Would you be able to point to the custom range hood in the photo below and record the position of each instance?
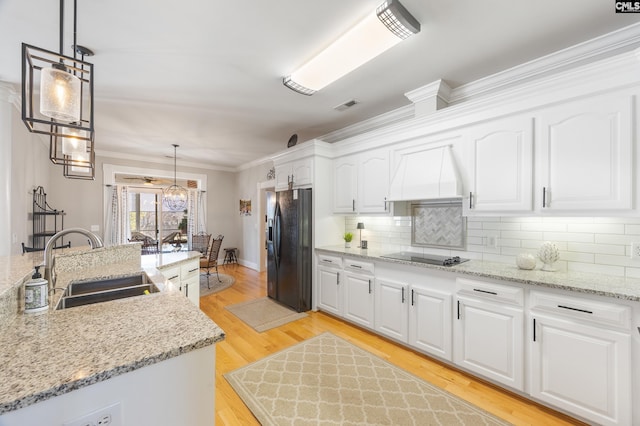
(424, 173)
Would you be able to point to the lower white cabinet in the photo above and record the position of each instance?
(489, 331)
(359, 298)
(329, 291)
(186, 276)
(580, 366)
(391, 312)
(430, 327)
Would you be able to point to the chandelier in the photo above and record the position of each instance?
(174, 197)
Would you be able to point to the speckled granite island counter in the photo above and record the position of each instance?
(603, 285)
(53, 363)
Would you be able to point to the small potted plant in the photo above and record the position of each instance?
(348, 236)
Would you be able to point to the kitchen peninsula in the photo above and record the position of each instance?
(151, 356)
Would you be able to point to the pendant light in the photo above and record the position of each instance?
(57, 90)
(174, 196)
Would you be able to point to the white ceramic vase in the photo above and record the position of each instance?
(548, 254)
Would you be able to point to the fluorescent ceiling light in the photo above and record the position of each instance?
(382, 29)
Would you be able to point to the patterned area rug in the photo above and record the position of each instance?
(214, 285)
(264, 314)
(327, 380)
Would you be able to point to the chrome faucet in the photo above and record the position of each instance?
(94, 241)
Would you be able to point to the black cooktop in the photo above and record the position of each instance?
(431, 259)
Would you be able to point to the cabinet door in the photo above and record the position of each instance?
(345, 176)
(329, 297)
(373, 182)
(391, 313)
(358, 299)
(302, 171)
(501, 166)
(430, 328)
(489, 340)
(582, 369)
(283, 176)
(586, 155)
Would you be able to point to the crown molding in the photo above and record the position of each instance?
(614, 43)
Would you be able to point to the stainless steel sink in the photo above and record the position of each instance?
(104, 290)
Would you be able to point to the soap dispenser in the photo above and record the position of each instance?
(36, 294)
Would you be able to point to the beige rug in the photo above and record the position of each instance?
(214, 285)
(264, 314)
(327, 380)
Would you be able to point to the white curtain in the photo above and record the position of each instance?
(117, 226)
(195, 214)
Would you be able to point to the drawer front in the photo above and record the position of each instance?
(330, 261)
(172, 274)
(490, 291)
(581, 309)
(358, 266)
(189, 270)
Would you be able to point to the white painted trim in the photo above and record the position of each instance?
(109, 173)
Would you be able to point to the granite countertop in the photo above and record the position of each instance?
(603, 285)
(47, 355)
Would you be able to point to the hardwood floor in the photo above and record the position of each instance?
(243, 345)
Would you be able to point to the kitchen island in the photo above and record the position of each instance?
(154, 355)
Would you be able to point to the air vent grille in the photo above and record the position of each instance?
(346, 105)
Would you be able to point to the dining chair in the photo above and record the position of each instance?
(211, 259)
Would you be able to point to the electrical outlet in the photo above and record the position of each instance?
(107, 416)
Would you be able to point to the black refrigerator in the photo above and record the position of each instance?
(289, 246)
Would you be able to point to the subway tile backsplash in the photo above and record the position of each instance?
(594, 245)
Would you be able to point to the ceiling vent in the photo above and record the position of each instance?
(346, 105)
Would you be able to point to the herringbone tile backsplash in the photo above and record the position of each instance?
(587, 244)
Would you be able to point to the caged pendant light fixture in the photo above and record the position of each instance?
(175, 197)
(382, 29)
(57, 90)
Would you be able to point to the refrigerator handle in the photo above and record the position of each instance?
(276, 235)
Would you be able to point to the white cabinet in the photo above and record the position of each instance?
(186, 277)
(391, 312)
(358, 292)
(489, 330)
(190, 280)
(345, 184)
(501, 166)
(329, 288)
(585, 154)
(298, 173)
(361, 182)
(578, 364)
(430, 328)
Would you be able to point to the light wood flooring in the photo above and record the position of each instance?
(243, 345)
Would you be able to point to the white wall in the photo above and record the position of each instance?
(588, 244)
(247, 181)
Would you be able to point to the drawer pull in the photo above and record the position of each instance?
(485, 291)
(575, 309)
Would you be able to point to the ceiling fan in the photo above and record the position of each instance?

****************************************

• _THE REQUEST_: Rewrite all of the records above with "record the position of each instance" replaced by "mark the location of each instance" wherever it occurs, leaving everything else unchanged. Omit the pictures from your answer.

• _RESPONSE TO THE EXERCISE_:
Would you be able to point to the custom range hood in the photo below and mark the location of each instance?
(424, 173)
Would you be able to point to the lower white cabinet in the photo above and mark the location of each instance?
(489, 331)
(359, 298)
(329, 291)
(186, 276)
(580, 366)
(391, 312)
(430, 327)
Would you be able to point to the chandelier in the photo above and mark the location of each instance?
(174, 197)
Would you be able to point to the speckled granite island counter in the photo above and mark the location of each instance?
(603, 285)
(53, 363)
Would you be able to point to the small potted plant in the photo above and mark the location of each instance?
(348, 236)
Would you be able to point to the kitchen peninsula in the photo above and mark the location of each instance?
(151, 356)
Would you be able to point to the pendant light in the photo above and mark the location of each instance?
(57, 90)
(174, 196)
Would you be able to point to the white ceramic vase in the photo above and mark the location of each instance?
(548, 254)
Would you be able to point to the fluorescent ceiling light in the photo above and mark the location of each instance?
(382, 29)
Would you be able to point to the patterned area rug in the photo above and mark the location of each instance?
(214, 285)
(264, 314)
(327, 380)
Would you be able to point to the chrome faucet in the photo above and mark the location of each instance?
(94, 241)
Would you be able to point to the black cooktop in the photo above and mark the location of each instance?
(431, 259)
Would you be able to point to the cabinet door in the photo above and mark the location of each instance?
(345, 176)
(329, 297)
(373, 182)
(391, 313)
(358, 299)
(302, 171)
(501, 166)
(430, 328)
(489, 340)
(582, 369)
(283, 176)
(586, 155)
Would you be able to point to the crown molding in the photo above and mark the location of each instance?
(614, 43)
Would you be able to point to the stainless steel sink in the photo above and mark the location of each instance?
(104, 290)
Would you be able to point to the soap dispenser in the photo above and mark the location of each instance?
(36, 294)
Would you be able to point to the beige rug in the photo above and mark the location of each instance?
(214, 285)
(264, 314)
(327, 380)
Would you be able to point to the white curtain in the photo above and mark the location of each instance?
(117, 226)
(195, 214)
Would you be able to point to the drawer front in the photo above and mark the location of each instance?
(330, 261)
(172, 274)
(490, 291)
(581, 309)
(358, 266)
(189, 270)
Would you be able to point to the white painted trim in the photo above and mark the location of each instance?
(109, 173)
Would you be able to point to the granite countertop in the photo above and mark the location of each instance?
(603, 285)
(47, 355)
Would you be able to point to the hardwood floor in the photo above and mark the location of each instance?
(243, 345)
Would you be able to point to the kitchen island in the photo above and mark the location of each instance?
(154, 355)
Would you be able to point to the air vent grille in the photo above and mark the location of each instance?
(346, 105)
Would you be able to point to the dining chair in the photo above and mark the location of each instance?
(211, 259)
Would you be able to point to the electrical outlet in the photo above and mark the location of each instance?
(107, 416)
Would you be able to point to the black refrigerator in the photo above and mark the location of each instance?
(289, 246)
Would you be able to point to the subway tile backsplash in the photo above and mark the location of each instance?
(594, 245)
Would you be able to point to the ceiling vent in the photo above and mark the location of each instance?
(346, 105)
Would you be able to point to the herringbone tile backsplash in the photo above and mark the location of each instance?
(587, 244)
Would you be able to point to the caged pendant light fixture in the photo above and mark the location of each instance?
(175, 197)
(382, 29)
(57, 90)
Would you be able to point to the refrigerator handle in the photo above and mark the location of each instance?
(276, 235)
Would you be able to point to the white cabinet in the photo above and mark the location of each instance?
(186, 277)
(391, 312)
(358, 292)
(489, 330)
(190, 280)
(345, 184)
(501, 166)
(329, 288)
(585, 154)
(298, 173)
(361, 182)
(578, 364)
(430, 328)
Would you be able to point to the light wood flooring in the photo above and mark the location of each instance?
(243, 345)
Would you be able to point to the white wall in the photo above and mark the location of each instance?
(588, 244)
(247, 181)
Would you be able to point to the drawer pull in the photo above and mark the location of each instance?
(485, 291)
(575, 309)
Would you be able to point to the ceiling fan in the photo above and mark the location of each instance?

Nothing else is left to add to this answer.